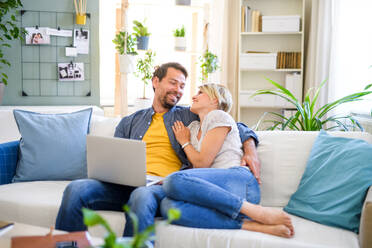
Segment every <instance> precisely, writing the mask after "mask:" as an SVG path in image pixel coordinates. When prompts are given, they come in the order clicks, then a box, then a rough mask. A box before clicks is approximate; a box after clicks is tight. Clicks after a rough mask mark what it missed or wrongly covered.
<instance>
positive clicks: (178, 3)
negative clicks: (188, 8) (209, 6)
mask: <svg viewBox="0 0 372 248" xmlns="http://www.w3.org/2000/svg"><path fill="white" fill-rule="evenodd" d="M190 4H191V0H176V5H190Z"/></svg>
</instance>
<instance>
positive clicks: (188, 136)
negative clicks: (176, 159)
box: [172, 121, 231, 168]
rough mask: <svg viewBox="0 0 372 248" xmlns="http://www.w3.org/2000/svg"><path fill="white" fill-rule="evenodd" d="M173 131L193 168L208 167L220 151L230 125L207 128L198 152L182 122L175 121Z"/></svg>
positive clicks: (187, 130)
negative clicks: (226, 125)
mask: <svg viewBox="0 0 372 248" xmlns="http://www.w3.org/2000/svg"><path fill="white" fill-rule="evenodd" d="M172 129H173V132H174V134H175V136H176V139H177V141H178V143H180V144H181V145H182V146H183V145H185V144H187V143H189V144H188V145H186V146H185V147H184V148H183V149H184V151H185V153H186V156H187V158H188V159H189V161H190V162H191V164H192V165H193V167H194V168H208V167H210V166H211V165H212V163H213V161H214V159H215V157H216V156H217V153H218V152H219V151H220V149H221V147H222V145H223V142H224V141H225V138H226V135H227V134H228V133H229V132H230V130H231V127H228V126H220V127H215V128H213V129H211V130H209V131H208V132H207V133H206V134H205V136H204V138H203V141H202V144H201V148H200V152H198V151H197V150H195V148H194V147H193V146H192V145H191V144H190V130H189V129H188V128H187V127H185V126H184V125H183V123H182V122H180V121H176V122H175V123H174V125H173V126H172Z"/></svg>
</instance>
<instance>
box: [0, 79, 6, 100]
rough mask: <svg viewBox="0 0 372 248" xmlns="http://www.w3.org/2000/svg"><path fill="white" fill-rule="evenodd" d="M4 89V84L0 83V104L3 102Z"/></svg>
mask: <svg viewBox="0 0 372 248" xmlns="http://www.w3.org/2000/svg"><path fill="white" fill-rule="evenodd" d="M4 91H5V84H4V83H0V104H1V103H2V102H3V95H4Z"/></svg>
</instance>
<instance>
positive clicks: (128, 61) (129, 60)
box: [119, 54, 137, 73]
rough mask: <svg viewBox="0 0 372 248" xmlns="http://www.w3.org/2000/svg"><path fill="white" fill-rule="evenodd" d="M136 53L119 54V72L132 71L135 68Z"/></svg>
mask: <svg viewBox="0 0 372 248" xmlns="http://www.w3.org/2000/svg"><path fill="white" fill-rule="evenodd" d="M136 58H137V56H136V55H128V54H119V63H120V72H121V73H132V72H134V69H135V68H136Z"/></svg>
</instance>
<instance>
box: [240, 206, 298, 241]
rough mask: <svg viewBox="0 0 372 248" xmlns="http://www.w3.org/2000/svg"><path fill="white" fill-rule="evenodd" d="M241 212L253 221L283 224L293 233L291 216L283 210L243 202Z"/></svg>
mask: <svg viewBox="0 0 372 248" xmlns="http://www.w3.org/2000/svg"><path fill="white" fill-rule="evenodd" d="M241 212H242V213H243V214H245V215H247V216H248V217H250V218H252V219H253V220H255V221H258V222H261V223H263V224H268V225H281V224H282V225H285V226H286V227H288V228H289V230H290V231H291V234H292V235H293V233H294V228H293V225H292V221H291V217H290V216H289V215H288V214H287V213H285V212H284V211H283V210H279V209H275V208H268V207H262V206H260V205H255V204H251V203H248V202H244V203H243V206H242V209H241Z"/></svg>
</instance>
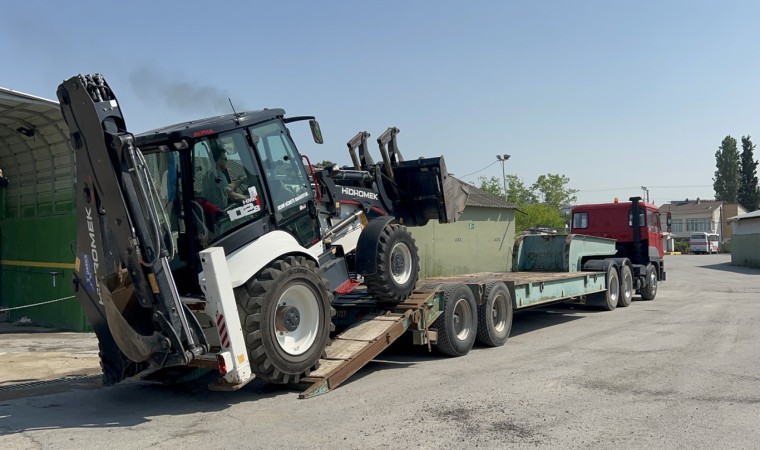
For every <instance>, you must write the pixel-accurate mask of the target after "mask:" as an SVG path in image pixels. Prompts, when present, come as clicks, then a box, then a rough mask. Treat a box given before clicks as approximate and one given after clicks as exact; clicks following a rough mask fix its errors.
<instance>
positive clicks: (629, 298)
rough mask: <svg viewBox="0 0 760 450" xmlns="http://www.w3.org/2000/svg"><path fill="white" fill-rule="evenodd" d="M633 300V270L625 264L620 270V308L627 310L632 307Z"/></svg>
mask: <svg viewBox="0 0 760 450" xmlns="http://www.w3.org/2000/svg"><path fill="white" fill-rule="evenodd" d="M632 300H633V272H631V268H630V267H628V266H626V265H625V264H624V265H623V267H622V268H621V269H620V298H618V306H619V307H621V308H625V307H627V306H630V305H631V301H632Z"/></svg>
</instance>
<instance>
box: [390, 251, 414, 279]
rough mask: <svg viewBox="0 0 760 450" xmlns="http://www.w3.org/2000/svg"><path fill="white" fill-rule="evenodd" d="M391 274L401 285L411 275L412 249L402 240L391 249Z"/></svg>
mask: <svg viewBox="0 0 760 450" xmlns="http://www.w3.org/2000/svg"><path fill="white" fill-rule="evenodd" d="M391 276H393V281H395V282H396V284H401V285H403V284H405V283H406V282H407V281H409V278H410V277H411V276H412V251H411V250H409V247H408V246H407V245H406V244H404V243H403V242H397V243H396V245H394V246H393V248H392V249H391Z"/></svg>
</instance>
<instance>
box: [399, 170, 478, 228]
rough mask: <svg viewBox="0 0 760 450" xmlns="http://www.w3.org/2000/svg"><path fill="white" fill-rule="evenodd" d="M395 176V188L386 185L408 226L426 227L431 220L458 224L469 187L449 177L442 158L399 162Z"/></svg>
mask: <svg viewBox="0 0 760 450" xmlns="http://www.w3.org/2000/svg"><path fill="white" fill-rule="evenodd" d="M393 177H394V178H395V183H393V185H394V186H386V192H388V194H389V196H390V197H391V199H392V201H393V208H394V214H395V215H396V217H398V218H399V221H400V222H401V223H403V224H404V225H405V226H409V227H417V226H423V225H425V224H427V222H428V220H431V219H434V220H438V222H440V223H451V222H456V220H457V219H458V218H459V215H460V214H462V211H463V210H464V206H465V204H466V203H467V196H468V195H469V189H468V188H467V185H466V184H465V183H462V182H461V181H459V180H457V179H456V178H454V177H452V176H451V175H449V173H448V171H447V170H446V163H445V161H444V159H443V156H441V157H437V158H419V159H415V160H410V161H399V162H397V163H396V164H394V165H393Z"/></svg>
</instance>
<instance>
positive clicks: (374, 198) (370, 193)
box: [340, 187, 377, 200]
mask: <svg viewBox="0 0 760 450" xmlns="http://www.w3.org/2000/svg"><path fill="white" fill-rule="evenodd" d="M340 191H341V193H343V194H344V195H350V196H352V197H362V198H368V199H370V200H377V192H372V191H362V190H360V189H354V188H347V187H341V190H340Z"/></svg>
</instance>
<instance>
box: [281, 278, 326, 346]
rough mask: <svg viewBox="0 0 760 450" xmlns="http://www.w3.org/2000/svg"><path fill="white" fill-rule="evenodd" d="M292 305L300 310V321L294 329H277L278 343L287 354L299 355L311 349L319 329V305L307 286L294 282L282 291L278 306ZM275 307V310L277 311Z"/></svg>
mask: <svg viewBox="0 0 760 450" xmlns="http://www.w3.org/2000/svg"><path fill="white" fill-rule="evenodd" d="M288 306H290V307H292V308H296V309H297V310H298V313H299V315H300V321H299V324H298V326H297V327H296V328H295V329H294V330H293V331H282V330H277V329H275V334H276V335H277V344H278V345H279V346H280V348H281V349H282V350H283V351H284V352H285V353H287V354H289V355H293V356H298V355H302V354H304V353H305V352H306V351H307V350H309V349H310V348H311V346H312V344H314V341H315V340H316V339H317V332H318V331H319V305H318V300H317V296H316V295H314V292H313V291H312V290H311V289H310V288H309V287H307V286H305V285H303V284H294V285H293V286H291V287H289V288H288V289H286V290H285V292H283V293H282V295H281V296H280V299H279V300H278V301H277V308H280V307H288ZM277 308H275V311H277Z"/></svg>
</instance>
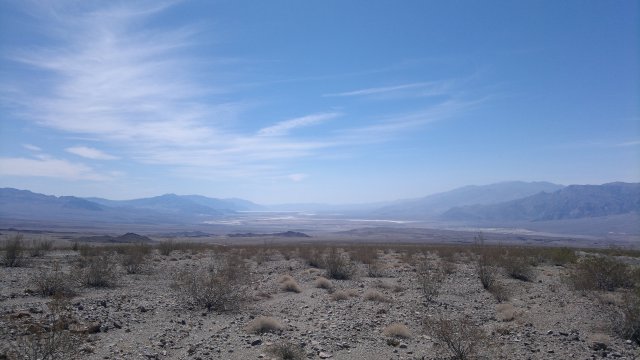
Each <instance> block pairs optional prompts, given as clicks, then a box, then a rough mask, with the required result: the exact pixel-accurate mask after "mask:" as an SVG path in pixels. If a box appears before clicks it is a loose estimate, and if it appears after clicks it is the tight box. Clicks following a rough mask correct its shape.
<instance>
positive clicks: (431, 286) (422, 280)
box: [418, 268, 444, 302]
mask: <svg viewBox="0 0 640 360" xmlns="http://www.w3.org/2000/svg"><path fill="white" fill-rule="evenodd" d="M443 278H444V277H443V275H442V273H441V272H440V271H438V270H428V269H426V268H422V269H420V270H419V271H418V284H419V285H420V293H421V294H422V296H423V297H424V299H425V300H426V301H427V302H432V301H433V300H434V299H435V298H436V297H437V296H438V294H439V293H440V288H441V287H442V280H443Z"/></svg>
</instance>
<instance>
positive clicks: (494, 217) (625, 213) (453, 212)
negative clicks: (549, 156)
mask: <svg viewBox="0 0 640 360" xmlns="http://www.w3.org/2000/svg"><path fill="white" fill-rule="evenodd" d="M638 212H640V183H621V182H616V183H609V184H603V185H571V186H567V187H566V188H563V189H560V190H558V191H555V192H553V193H539V194H536V195H532V196H528V197H525V198H522V199H517V200H512V201H507V202H502V203H499V204H492V205H472V206H461V207H455V208H452V209H450V210H448V211H446V212H445V213H443V214H442V216H441V218H442V219H446V220H456V221H477V220H482V221H523V220H524V221H549V220H567V219H581V218H591V217H602V216H613V215H621V214H629V213H638Z"/></svg>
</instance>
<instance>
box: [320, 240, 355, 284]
mask: <svg viewBox="0 0 640 360" xmlns="http://www.w3.org/2000/svg"><path fill="white" fill-rule="evenodd" d="M324 267H325V270H326V271H327V277H328V278H330V279H336V280H348V279H351V278H352V277H353V275H354V274H355V266H354V265H353V263H352V262H351V260H350V259H348V258H346V257H345V256H343V254H341V253H340V252H339V251H338V249H336V248H331V250H329V253H328V254H327V257H326V258H325V261H324Z"/></svg>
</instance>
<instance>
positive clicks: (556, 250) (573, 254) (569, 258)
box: [549, 247, 578, 266]
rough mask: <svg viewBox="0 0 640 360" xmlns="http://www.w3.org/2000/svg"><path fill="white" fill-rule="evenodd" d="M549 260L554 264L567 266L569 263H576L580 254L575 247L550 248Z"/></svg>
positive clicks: (558, 265) (574, 263) (561, 247)
mask: <svg viewBox="0 0 640 360" xmlns="http://www.w3.org/2000/svg"><path fill="white" fill-rule="evenodd" d="M549 261H550V262H551V264H553V265H558V266H565V265H567V264H575V263H576V262H577V261H578V256H577V255H576V252H575V251H574V250H573V249H569V248H567V247H561V248H554V249H551V250H549Z"/></svg>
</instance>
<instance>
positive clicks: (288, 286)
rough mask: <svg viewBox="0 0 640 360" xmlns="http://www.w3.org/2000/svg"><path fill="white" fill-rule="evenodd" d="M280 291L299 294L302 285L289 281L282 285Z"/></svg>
mask: <svg viewBox="0 0 640 360" xmlns="http://www.w3.org/2000/svg"><path fill="white" fill-rule="evenodd" d="M280 289H282V291H288V292H295V293H299V292H301V291H302V289H300V285H298V283H297V282H296V281H295V280H293V279H292V280H287V281H285V282H283V283H281V284H280Z"/></svg>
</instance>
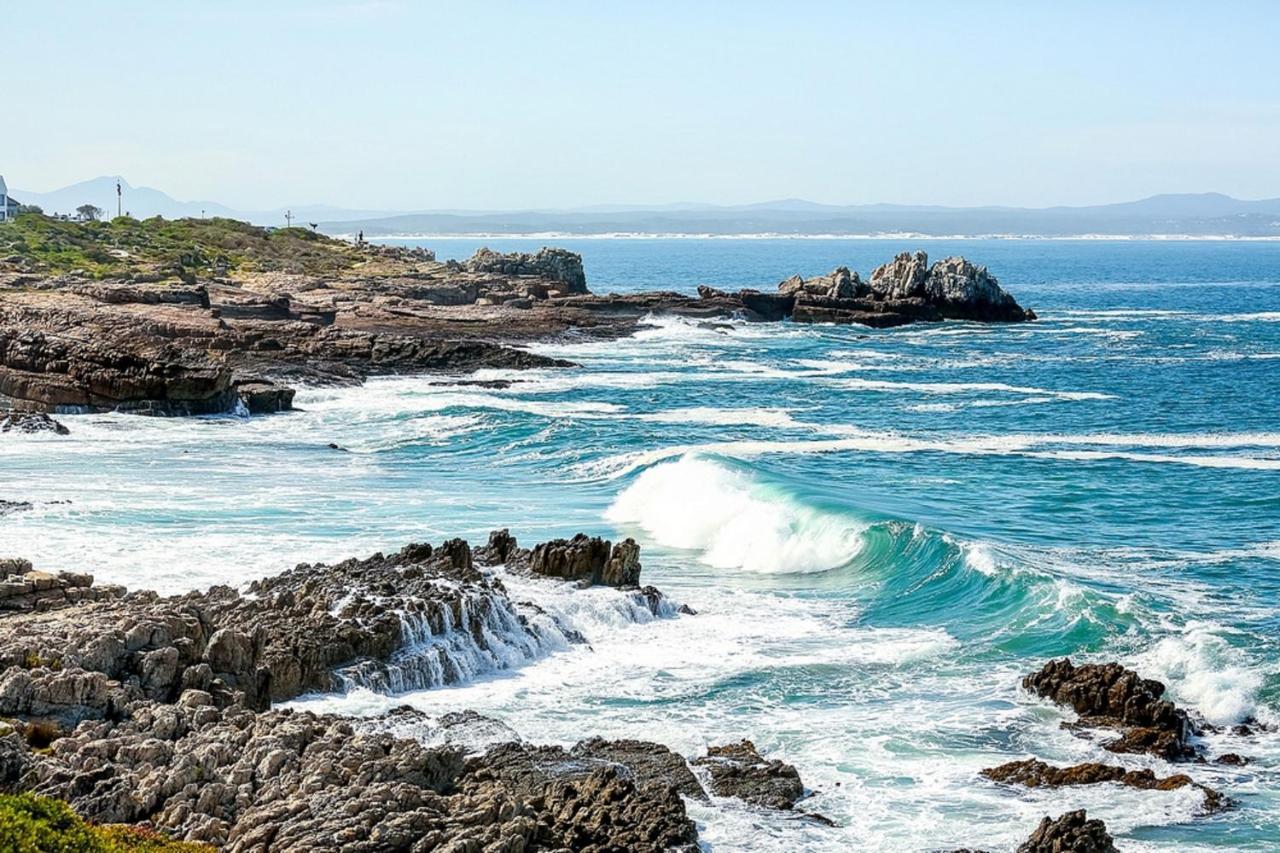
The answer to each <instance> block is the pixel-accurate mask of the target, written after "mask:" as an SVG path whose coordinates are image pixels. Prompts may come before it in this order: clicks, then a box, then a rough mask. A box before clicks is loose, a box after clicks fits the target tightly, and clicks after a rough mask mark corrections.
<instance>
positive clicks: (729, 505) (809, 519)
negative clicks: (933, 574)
mask: <svg viewBox="0 0 1280 853" xmlns="http://www.w3.org/2000/svg"><path fill="white" fill-rule="evenodd" d="M605 517H607V519H608V520H611V521H613V523H616V524H623V525H626V524H634V525H636V526H639V528H641V529H643V530H644V532H645V533H648V534H649V535H650V537H652V538H654V539H655V540H658V542H660V543H662V544H664V546H669V547H673V548H686V549H690V551H698V552H699V555H700V558H701V560H703V562H705V564H707V565H709V566H714V567H717V569H733V567H737V569H745V570H748V571H763V573H773V571H776V573H794V571H823V570H827V569H833V567H836V566H840V565H842V564H846V562H849V560H851V558H852V557H854V555H856V553H858V551H859V549H860V548H861V533H863V530H864V529H865V526H867V525H865V524H863V523H859V521H856V520H854V519H852V517H850V516H844V515H838V514H835V512H826V511H822V510H817V508H814V507H810V506H805V505H803V503H800V502H797V501H795V500H792V498H791V497H788V496H787V494H786V492H785V491H782V489H780V488H774V487H771V485H768V484H765V483H762V482H758V480H753V479H751V476H750V475H748V474H746V473H744V471H742V470H741V469H735V467H733V466H731V465H730V464H727V462H722V461H716V460H712V459H704V457H699V456H684V457H681V459H680V460H677V461H673V462H666V464H662V465H657V466H654V467H650V469H648V470H645V471H644V473H643V474H640V476H639V478H636V480H635V482H634V483H632V484H631V485H628V487H627V488H626V489H625V491H623V492H622V493H621V494H620V496H618V497H617V500H616V501H614V502H613V505H612V506H611V507H609V510H608V512H607V514H605Z"/></svg>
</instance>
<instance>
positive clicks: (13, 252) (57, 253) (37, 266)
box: [0, 214, 360, 279]
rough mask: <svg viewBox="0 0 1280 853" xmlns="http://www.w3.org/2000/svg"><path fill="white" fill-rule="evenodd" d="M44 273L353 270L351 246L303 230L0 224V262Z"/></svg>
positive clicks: (172, 224) (204, 225)
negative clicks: (351, 268)
mask: <svg viewBox="0 0 1280 853" xmlns="http://www.w3.org/2000/svg"><path fill="white" fill-rule="evenodd" d="M4 259H10V263H18V264H20V265H26V266H28V268H31V266H33V268H35V269H36V270H38V272H44V273H55V274H56V273H70V272H82V273H83V274H86V275H90V277H93V278H105V277H116V275H125V274H129V273H146V274H155V273H159V274H161V275H175V277H178V278H184V279H186V278H191V277H195V275H201V277H209V275H221V274H230V273H234V272H237V270H242V272H287V273H305V274H320V275H323V274H334V273H340V272H343V270H347V269H351V268H352V266H355V265H356V264H357V263H358V260H360V256H358V254H357V251H356V250H355V247H352V246H351V245H349V243H346V242H343V241H339V240H333V238H330V237H325V236H324V234H317V233H315V232H312V231H310V229H307V228H275V229H268V228H261V227H259V225H251V224H248V223H246V222H239V220H237V219H221V218H212V219H163V218H160V216H152V218H151V219H133V218H131V216H116V218H115V219H111V220H109V222H64V220H61V219H52V218H50V216H45V215H41V214H19V215H18V216H17V218H15V219H14V220H13V222H9V223H5V224H4V225H0V260H4Z"/></svg>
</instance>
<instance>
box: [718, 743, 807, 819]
mask: <svg viewBox="0 0 1280 853" xmlns="http://www.w3.org/2000/svg"><path fill="white" fill-rule="evenodd" d="M694 763H695V765H696V766H699V767H703V768H704V770H707V774H708V775H709V777H710V788H712V793H713V794H716V795H718V797H737V798H739V799H741V800H744V802H746V803H751V804H753V806H763V807H765V808H791V807H792V806H795V804H796V802H797V800H799V799H800V798H801V797H804V784H803V783H801V781H800V774H799V772H797V771H796V768H795V767H794V766H791V765H788V763H785V762H782V761H777V760H767V758H764V757H763V756H762V754H760V753H759V752H758V751H756V748H755V744H754V743H751V742H750V740H740V742H737V743H731V744H726V745H723V747H709V748H708V749H707V754H705V756H703V757H701V758H699V760H698V761H695V762H694Z"/></svg>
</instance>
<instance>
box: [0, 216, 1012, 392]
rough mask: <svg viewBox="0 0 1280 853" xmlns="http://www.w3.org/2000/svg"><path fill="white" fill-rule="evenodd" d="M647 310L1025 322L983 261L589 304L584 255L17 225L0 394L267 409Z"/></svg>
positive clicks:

== == ==

### 문제 설명
목록 맨 처음부터 "positive clicks: (187, 130)"가 들어 있는 줄까지, 처음과 마지막 줄을 포함해 똑같이 다시 적으세요. 그림은 빼고 적으세요.

### 과제 결과
Segment every <instance> precisely, writing the mask after "mask:" as an SVG path in image pixel coordinates. When prompts are given, they come in the order clicks, then a box, then a rough mask. A box before clicks is approximate; a box after clicks is tight. Clicks after a rough mask mark what it missed or wrongly covered.
<instance>
positive clicks: (178, 3)
negative clicks: (188, 8) (209, 6)
mask: <svg viewBox="0 0 372 248" xmlns="http://www.w3.org/2000/svg"><path fill="white" fill-rule="evenodd" d="M190 4H191V0H176V5H190Z"/></svg>
</instance>
<instance>
positive clicks: (188, 136)
negative clicks: (176, 159)
box: [172, 121, 231, 168]
rough mask: <svg viewBox="0 0 372 248" xmlns="http://www.w3.org/2000/svg"><path fill="white" fill-rule="evenodd" d="M173 131L193 168L208 167L220 151L230 125L207 128L198 152L182 122L175 121Z"/></svg>
positive clicks: (187, 130)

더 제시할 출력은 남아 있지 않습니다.